-- Supplied text follows --
Model serving steps#

Learn about the ModelRunnerStep and the HTTP streaming step.

In this section

ModelRunnerStep#

This icon in the UI indicates a modelrunnerstep: steps-model-runner.

Description#

The ModelRunnerStep gives you an advanced way to run multiple models on each event with control over how they are executed in terms of concurrency and parallelism. For example, it supports running models in a multi-process or a multi-threaded paradigm, and it supports having a dedicated process for a given model (useful when the model has a long startup time or requires a lot of resources). Different execution mechanisms can be used for different models within the same step. ModelRunnerStep supports a shared model that is invoked from multiple steps in one graph. Model endpoints resresent the models themselves, not the steps.

ModelRunnerSteps have model endpoints, and can therefore be monitored. The input and output of each step are user-configurable. See Example with classifier and add_model().

When a ModelRunnerStep is included in a graph, MLRun automatically imports the default language model class (LLModel or mlrun.serving.states.LLModel) during function deployment to wrap the model for handling a LLM prompt-based inference. This class extends the base Model to provide specialized handling for LLMPromptArtifact objects, enabling both synchronous and asynchronous invocation of language models. Follow the class description and implement your own enrichment when a custom class is needed.

ModelRunnerStep can only be added to a graph that has the flow topology and running with the async engine, giving better utilization of CPU/GPU.

ModelRunnerStep is used to execute and manage individual steps within a machine learning model pipeline. Common use cases include:

  • Running inference or prediction tasks as part of a larger workflow.

  • Orchestrating sequential or parallel model steps, such as data preprocessing, feature extraction, and model evaluation.

  • Integrating model steps into automated CI/CD pipelines for machine learning.

  • Monitoring and logging the performance and outputs of each step for debugging and optimization.

  • Enabling modular and reusable components in ML workflows, allowing teams to update or swap out steps independently.
-- Supplied text concluded --
** Task set **
[a] List every common use case of ModelRunnerStep that the text on model serving steps gives.
[b] Summarize the text on model serving steps in two sentences.
[c] From the text on model serving steps, return everything from "When a ModelRunnerStep" down to "a larger workflow.".
-- Data extracts follows --
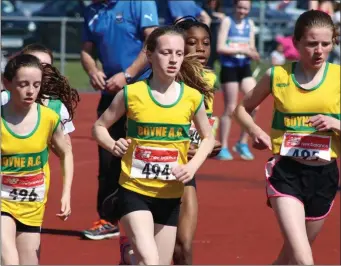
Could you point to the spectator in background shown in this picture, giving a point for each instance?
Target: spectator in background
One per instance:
(213, 9)
(178, 9)
(277, 56)
(289, 50)
(117, 30)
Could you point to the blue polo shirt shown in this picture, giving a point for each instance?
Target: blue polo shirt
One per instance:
(183, 8)
(116, 29)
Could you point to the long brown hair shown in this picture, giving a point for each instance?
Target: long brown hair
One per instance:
(19, 61)
(54, 85)
(315, 18)
(191, 71)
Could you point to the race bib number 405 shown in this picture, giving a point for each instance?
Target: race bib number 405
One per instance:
(154, 163)
(23, 188)
(307, 147)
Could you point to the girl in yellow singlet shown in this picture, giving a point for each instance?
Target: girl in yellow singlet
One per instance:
(59, 96)
(154, 164)
(302, 178)
(27, 128)
(198, 43)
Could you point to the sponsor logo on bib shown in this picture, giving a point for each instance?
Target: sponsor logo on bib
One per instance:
(306, 146)
(23, 188)
(154, 163)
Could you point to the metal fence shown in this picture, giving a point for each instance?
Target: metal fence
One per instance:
(266, 33)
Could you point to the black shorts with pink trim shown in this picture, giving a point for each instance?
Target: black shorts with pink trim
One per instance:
(314, 186)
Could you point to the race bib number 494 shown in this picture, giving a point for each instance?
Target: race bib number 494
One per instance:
(307, 147)
(23, 188)
(154, 163)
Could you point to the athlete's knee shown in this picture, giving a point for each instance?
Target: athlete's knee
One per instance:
(9, 254)
(303, 257)
(256, 109)
(183, 251)
(148, 258)
(228, 111)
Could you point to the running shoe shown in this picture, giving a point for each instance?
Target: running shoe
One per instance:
(243, 150)
(224, 154)
(101, 230)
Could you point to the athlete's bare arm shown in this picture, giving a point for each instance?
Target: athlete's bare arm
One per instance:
(100, 129)
(243, 111)
(207, 139)
(66, 157)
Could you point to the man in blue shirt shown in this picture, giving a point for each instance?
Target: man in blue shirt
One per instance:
(117, 30)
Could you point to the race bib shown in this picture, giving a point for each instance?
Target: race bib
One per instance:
(154, 163)
(194, 134)
(23, 188)
(307, 147)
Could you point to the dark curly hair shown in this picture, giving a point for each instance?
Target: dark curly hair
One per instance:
(54, 85)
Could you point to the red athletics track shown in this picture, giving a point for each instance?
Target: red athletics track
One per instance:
(235, 226)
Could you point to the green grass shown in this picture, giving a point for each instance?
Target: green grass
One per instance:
(76, 75)
(80, 80)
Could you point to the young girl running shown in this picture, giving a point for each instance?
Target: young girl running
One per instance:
(197, 43)
(154, 164)
(27, 128)
(59, 96)
(236, 46)
(302, 177)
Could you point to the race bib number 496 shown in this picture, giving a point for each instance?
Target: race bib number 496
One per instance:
(307, 147)
(23, 188)
(154, 163)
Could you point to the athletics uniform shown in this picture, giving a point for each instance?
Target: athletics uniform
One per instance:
(25, 171)
(55, 105)
(236, 67)
(292, 137)
(60, 108)
(160, 141)
(211, 79)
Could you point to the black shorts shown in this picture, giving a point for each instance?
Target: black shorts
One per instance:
(314, 186)
(234, 74)
(164, 211)
(23, 228)
(192, 183)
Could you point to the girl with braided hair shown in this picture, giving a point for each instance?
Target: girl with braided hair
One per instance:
(56, 92)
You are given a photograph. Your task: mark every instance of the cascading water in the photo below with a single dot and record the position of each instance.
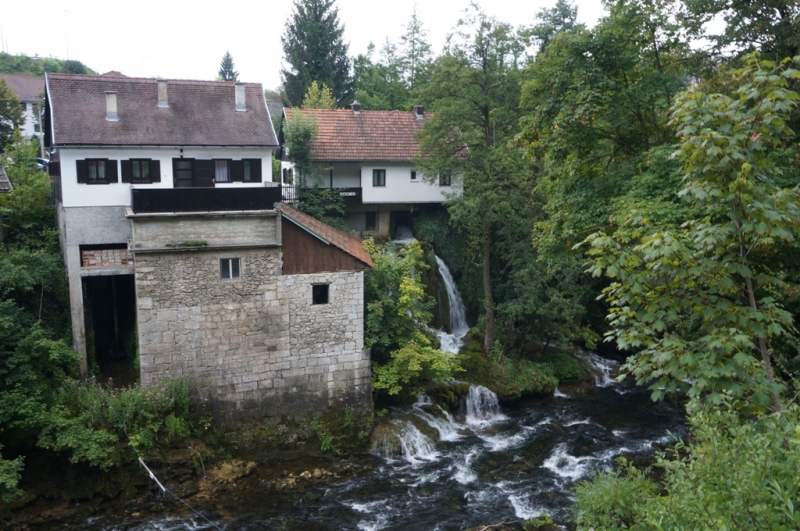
-- Data extracts concluded --
** Answers provided **
[a]
- Running inference or prediction tasks as part of a larger workflow.
- Orchestrating sequential or parallel model steps, such as data preprocessing, feature extraction, and model evaluation.
- Integrating model steps into automated CI/CD pipelines for machine learning.
- Monitoring and logging the performance and outputs of each step for debugging and optimization.
- Enabling modular and reusable components in ML workflows, allowing teams to update or swap out steps independently.

[b] The ModelRunnerStep runs multiple models on each event with control over concurrency and parallelism, such as multi-process or multi-threaded execution. It has model endpoints, so it can be monitored, and it can only be added to a graph that has the flow topology and runs with the async engine.

[c]
When a ModelRunnerStep is included in a graph, MLRun automatically imports the default language model class (LLModel or mlrun.serving.states.LLModel) during function deployment to wrap the model for handling a LLM prompt-based inference. This class extends the base Model to provide specialized handling for LLMPromptArtifact objects, enabling both synchronous and asynchronous invocation of language models. Follow the class description and implement your own enrichment when a custom class is needed.

ModelRunnerStep can only be added to a graph that has the flow topology and running with the async engine, giving better utilization of CPU/GPU.

ModelRunnerStep is used to execute and manage individual steps within a machine learning model pipeline. Common use cases include:

  • Running inference or prediction tasks as part of a larger workflow.